→ DIRECTION: Please reproduce the FIFA rankings passage from the words containing "Here’s the calculation" through the words ending in "the World Cup.", swapping "penalty shootout" for "spot-kick shootout" throughout.

→ SOURCE PASSAGE:
So Where Do Those FIFA Rankings Come From, Anyway?
It happens every month. FIFA’s new rankings come out, and everybody groans and says, “There is no possible way Team X is better than Team Y. Where do they get these rankings, Miss Cleo’s Psychic Hotline?”
Good question. And FIFA has the answers, in a handy-dandy five-page .pdf document, which of course reminds us in its logo that these are the Coca-Cola FIFA Men’s World Rankings. Because if they weren’t selling out to advertisers, they wouldn’t be FIFA.
The FIFA ranking system was originally conceived as a way to compare the teams in different parts of the world who might not ever play each other. And it does do that. But if you don’t know how it works, it feels pretty opaque. So here are some answers to the questions you would probably ask if you ever decided to care enough about FIFA rankings to come up with questions:
How long has FIFA been using this system?
The FIFA ranking system started out in 1992 as one big international table: Three points for a win in international competitions, one point for a draw. But it wasn’t long before folks realized that things were just a tiny bit more complicated than that. The system was revised in 1999, and then again in 2006. (A summary of the 2006 changes can be found here.)
What time period do the rankings show?
It used to be that rankings reflected performance over eight years. The obvious problem with this is that teams can change a lot in eight years. One extremely strong, team-altering player like, say, Zidane, would skew the results too high for years after his retirement. And one extremely bad patch seven or eight years ago would skew the results too low. So the current system looks at a four-year period, and this is weighted — recent games count at 100%, last year’s at 50%, two years ago at 30%, and four years ago at 20%.
Where do the points come from?
Here’s the calculation FIFA gives us: P = M x I x T x C x 100
And here’s what those things stand for:
M = Match — how the match ended.
Win (no penalty shootout) 3
Win (penalty shootout) 2
Draw 1
Loss (penalty shootout) 1
Loss (no penalty shootout) 0
I = Importance
The more significant the match, the more it counts. The assumption here being that coaches may or may not field the strongest teams in a friendly, but they certainly will in the World Cup.

→ RECORDED INFORMATION:
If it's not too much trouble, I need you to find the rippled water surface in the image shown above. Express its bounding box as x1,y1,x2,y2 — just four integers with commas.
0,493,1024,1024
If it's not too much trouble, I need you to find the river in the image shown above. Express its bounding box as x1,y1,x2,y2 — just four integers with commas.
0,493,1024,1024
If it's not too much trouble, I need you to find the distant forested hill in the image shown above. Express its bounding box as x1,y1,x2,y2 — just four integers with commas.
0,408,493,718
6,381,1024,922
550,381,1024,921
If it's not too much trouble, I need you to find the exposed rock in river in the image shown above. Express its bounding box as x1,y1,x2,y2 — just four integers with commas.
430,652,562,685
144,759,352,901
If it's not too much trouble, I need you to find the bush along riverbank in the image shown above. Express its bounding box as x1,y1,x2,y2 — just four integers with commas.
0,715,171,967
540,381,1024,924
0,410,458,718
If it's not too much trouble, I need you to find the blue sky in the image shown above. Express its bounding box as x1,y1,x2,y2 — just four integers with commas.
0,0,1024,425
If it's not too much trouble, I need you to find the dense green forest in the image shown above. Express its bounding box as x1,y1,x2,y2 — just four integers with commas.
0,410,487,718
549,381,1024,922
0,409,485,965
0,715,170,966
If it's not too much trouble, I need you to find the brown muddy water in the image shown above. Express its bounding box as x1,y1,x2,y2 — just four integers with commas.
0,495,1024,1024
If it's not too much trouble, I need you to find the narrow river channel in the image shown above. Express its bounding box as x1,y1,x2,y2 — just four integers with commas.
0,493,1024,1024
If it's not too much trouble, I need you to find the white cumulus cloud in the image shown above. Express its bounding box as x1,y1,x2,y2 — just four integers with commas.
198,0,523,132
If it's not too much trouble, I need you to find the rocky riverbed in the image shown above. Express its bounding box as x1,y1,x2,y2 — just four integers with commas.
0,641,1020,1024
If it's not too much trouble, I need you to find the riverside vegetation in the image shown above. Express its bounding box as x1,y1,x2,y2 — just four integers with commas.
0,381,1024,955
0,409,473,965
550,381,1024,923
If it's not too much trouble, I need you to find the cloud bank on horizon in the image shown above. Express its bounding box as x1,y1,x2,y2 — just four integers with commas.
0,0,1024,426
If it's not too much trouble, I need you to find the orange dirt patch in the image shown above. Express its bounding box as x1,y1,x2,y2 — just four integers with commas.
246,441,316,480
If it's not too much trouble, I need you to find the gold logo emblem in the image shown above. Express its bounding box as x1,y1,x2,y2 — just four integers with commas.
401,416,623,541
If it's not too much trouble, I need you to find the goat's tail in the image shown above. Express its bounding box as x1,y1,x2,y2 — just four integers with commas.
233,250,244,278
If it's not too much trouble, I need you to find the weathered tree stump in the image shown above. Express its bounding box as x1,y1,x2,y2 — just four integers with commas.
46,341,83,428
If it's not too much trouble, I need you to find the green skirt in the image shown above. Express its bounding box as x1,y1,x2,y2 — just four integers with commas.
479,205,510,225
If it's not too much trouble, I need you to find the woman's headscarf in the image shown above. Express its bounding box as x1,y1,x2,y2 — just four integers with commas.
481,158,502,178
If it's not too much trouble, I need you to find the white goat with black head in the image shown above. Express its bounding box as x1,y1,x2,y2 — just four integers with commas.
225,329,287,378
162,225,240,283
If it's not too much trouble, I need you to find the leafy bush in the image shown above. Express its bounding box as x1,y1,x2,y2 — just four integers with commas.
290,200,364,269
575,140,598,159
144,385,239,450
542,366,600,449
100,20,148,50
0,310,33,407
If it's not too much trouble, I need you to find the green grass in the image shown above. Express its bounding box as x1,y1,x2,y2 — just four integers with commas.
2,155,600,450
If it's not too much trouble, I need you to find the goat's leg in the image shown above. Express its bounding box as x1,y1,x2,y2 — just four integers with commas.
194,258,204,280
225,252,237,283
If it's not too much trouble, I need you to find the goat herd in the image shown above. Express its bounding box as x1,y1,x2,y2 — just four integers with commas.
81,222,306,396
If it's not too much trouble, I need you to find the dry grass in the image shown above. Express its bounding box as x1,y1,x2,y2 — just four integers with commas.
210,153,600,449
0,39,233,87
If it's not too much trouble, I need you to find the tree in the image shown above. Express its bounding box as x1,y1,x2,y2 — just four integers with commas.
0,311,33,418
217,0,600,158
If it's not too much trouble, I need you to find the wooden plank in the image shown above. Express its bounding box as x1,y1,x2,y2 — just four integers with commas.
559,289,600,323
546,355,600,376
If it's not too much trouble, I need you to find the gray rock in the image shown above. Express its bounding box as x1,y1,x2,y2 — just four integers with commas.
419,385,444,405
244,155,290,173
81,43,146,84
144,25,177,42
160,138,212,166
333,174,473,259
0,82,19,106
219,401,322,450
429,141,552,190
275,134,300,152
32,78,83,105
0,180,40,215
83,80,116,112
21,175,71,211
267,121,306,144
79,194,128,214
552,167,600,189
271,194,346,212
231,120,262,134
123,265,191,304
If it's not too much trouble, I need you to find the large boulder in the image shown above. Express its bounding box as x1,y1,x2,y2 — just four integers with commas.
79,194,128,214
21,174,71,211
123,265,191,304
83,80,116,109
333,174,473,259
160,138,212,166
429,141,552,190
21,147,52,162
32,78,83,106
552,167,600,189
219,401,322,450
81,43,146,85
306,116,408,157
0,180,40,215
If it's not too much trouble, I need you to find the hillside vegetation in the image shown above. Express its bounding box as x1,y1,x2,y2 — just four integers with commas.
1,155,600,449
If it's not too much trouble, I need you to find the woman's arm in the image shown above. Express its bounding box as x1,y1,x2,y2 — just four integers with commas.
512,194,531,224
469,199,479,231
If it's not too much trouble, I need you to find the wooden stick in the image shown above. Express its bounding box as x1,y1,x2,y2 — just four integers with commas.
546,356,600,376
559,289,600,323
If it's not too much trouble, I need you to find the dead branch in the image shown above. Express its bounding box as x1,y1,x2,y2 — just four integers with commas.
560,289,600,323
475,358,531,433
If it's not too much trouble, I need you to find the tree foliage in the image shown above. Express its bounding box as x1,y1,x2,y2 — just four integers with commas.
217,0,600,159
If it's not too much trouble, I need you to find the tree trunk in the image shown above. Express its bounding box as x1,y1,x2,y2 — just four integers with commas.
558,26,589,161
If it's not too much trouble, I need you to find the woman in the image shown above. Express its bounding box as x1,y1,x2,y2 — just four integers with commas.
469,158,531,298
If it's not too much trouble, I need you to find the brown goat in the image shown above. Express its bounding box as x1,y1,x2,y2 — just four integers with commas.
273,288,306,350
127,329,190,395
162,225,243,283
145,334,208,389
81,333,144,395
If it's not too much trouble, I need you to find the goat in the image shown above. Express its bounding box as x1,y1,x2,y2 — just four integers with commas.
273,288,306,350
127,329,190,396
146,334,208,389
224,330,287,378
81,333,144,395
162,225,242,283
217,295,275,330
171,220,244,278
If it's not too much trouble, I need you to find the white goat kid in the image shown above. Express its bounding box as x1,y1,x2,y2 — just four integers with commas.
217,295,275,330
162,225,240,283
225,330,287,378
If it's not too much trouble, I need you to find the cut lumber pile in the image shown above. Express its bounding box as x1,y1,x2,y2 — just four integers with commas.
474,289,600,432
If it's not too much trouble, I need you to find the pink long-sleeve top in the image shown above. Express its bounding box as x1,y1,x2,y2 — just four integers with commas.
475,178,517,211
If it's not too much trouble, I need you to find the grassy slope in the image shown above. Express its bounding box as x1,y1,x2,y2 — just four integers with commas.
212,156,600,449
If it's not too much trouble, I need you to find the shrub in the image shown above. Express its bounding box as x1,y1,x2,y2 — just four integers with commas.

→ RESPONSE BELOW:
Here’s the calculation FIFA gives us: P = M x I x T x C x 100
And here’s what those things stand for:
M = Match — how the match ended.
Win (no spot-kick shootout) 3
Win (spot-kick shootout) 2
Draw 1
Loss (spot-kick shootout) 1
Loss (no spot-kick shootout) 0
I = Importance
The more significant the match, the more it counts. The assumption here being that coaches may or may not field the strongest teams in a friendly, but they certainly will in the World Cup.